**EXERCISE OBJECTIVE:**
Render every line of the rows below as a JSON list of strings, one string per line, skipping blank lines. Omit the pictures from your answer.

**INFORMATION PROVIDED:**

☆ ☆ ☆ ☆

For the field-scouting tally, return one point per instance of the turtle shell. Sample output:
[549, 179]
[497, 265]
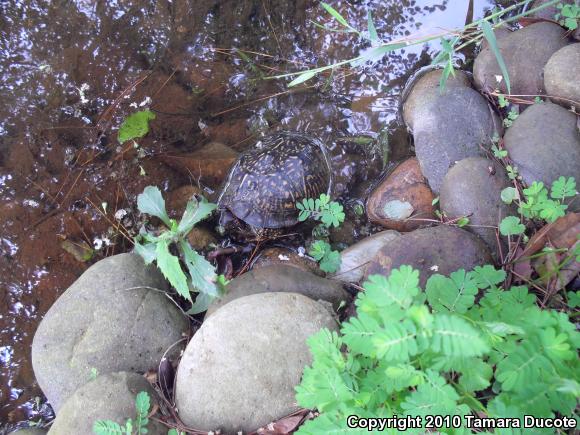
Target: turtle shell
[266, 181]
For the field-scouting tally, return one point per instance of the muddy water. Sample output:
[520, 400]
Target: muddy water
[72, 70]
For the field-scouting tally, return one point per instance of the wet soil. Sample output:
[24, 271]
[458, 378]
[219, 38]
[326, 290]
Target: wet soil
[71, 71]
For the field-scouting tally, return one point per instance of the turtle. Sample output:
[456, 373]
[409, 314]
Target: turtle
[263, 186]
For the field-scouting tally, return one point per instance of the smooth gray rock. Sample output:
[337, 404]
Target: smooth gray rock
[108, 397]
[239, 370]
[425, 87]
[525, 53]
[544, 144]
[452, 127]
[281, 278]
[356, 258]
[562, 76]
[442, 249]
[107, 320]
[473, 187]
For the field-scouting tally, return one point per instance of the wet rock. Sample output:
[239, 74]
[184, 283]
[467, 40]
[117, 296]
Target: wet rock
[442, 249]
[525, 53]
[284, 279]
[239, 370]
[561, 76]
[209, 164]
[473, 188]
[356, 258]
[287, 257]
[178, 198]
[108, 397]
[424, 86]
[452, 127]
[544, 144]
[401, 198]
[110, 319]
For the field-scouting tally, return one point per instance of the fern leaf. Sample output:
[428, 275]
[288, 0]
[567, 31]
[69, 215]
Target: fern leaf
[453, 336]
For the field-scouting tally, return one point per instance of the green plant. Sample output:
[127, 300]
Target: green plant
[137, 426]
[568, 15]
[200, 275]
[328, 213]
[438, 352]
[135, 126]
[537, 203]
[470, 34]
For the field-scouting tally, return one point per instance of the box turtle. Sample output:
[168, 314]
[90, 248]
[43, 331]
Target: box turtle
[260, 193]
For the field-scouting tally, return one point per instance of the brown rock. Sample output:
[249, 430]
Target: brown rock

☆ ☆ ☆ ☆

**WRITTEN ANSWER:**
[
  "For the field-scouting tally, return one point per instance of the turtle shell. Sample output:",
  "[549, 179]",
  "[497, 265]",
  "Target: turtle shell",
  "[266, 181]",
  "For the field-scouting tally, return one point per instance of the muddy water. Sample output:",
  "[520, 400]",
  "Target: muddy water",
  "[72, 70]",
  "For the field-scouting tally, return one point per instance of the wet soil. Sample output:",
  "[24, 271]",
  "[458, 378]",
  "[219, 38]",
  "[326, 290]",
  "Target: wet soil",
  "[71, 71]",
  "For the field-scouting tally, return one point per instance of the turtle. Sample output:",
  "[456, 373]",
  "[409, 314]",
  "Target: turtle",
  "[263, 186]",
  "For the field-scouting tally, return one point per instance of the smooth gray rock. Sample output:",
  "[337, 404]",
  "Target: smooth gray rock",
  "[108, 397]",
  "[239, 370]",
  "[425, 87]",
  "[525, 53]",
  "[544, 144]",
  "[452, 127]",
  "[281, 278]",
  "[356, 258]",
  "[562, 76]",
  "[442, 249]",
  "[107, 320]",
  "[473, 187]",
  "For the field-scouting tally, return one point per instance of the wet rock. Sample output:",
  "[239, 74]",
  "[184, 283]",
  "[467, 40]",
  "[117, 296]",
  "Target: wet rock",
  "[442, 249]",
  "[525, 53]",
  "[284, 279]",
  "[239, 370]",
  "[561, 76]",
  "[209, 164]",
  "[473, 188]",
  "[356, 258]",
  "[287, 257]",
  "[178, 198]",
  "[108, 397]",
  "[424, 86]",
  "[452, 127]",
  "[544, 144]",
  "[401, 198]",
  "[110, 319]",
  "For the field-scouting tally, return one point per instance of the fern leaf. Sample output:",
  "[428, 275]",
  "[288, 0]",
  "[567, 31]",
  "[69, 215]",
  "Target: fern leaf",
  "[453, 336]",
  "For the field-scouting tally, return one point per instance of the green plant. Sample output:",
  "[127, 300]",
  "Target: green plant",
  "[137, 426]",
  "[568, 15]",
  "[200, 275]",
  "[328, 213]",
  "[438, 352]",
  "[135, 126]",
  "[537, 203]",
  "[470, 34]",
  "For the field-scouting tally, return one point per instance of the box turtle. Sample output:",
  "[168, 314]",
  "[90, 248]",
  "[43, 331]",
  "Target: box turtle",
  "[260, 193]",
  "For the field-scouting tally, return one point per instance of the brown rock. Sample output:",
  "[249, 430]",
  "Target: brown rock"
]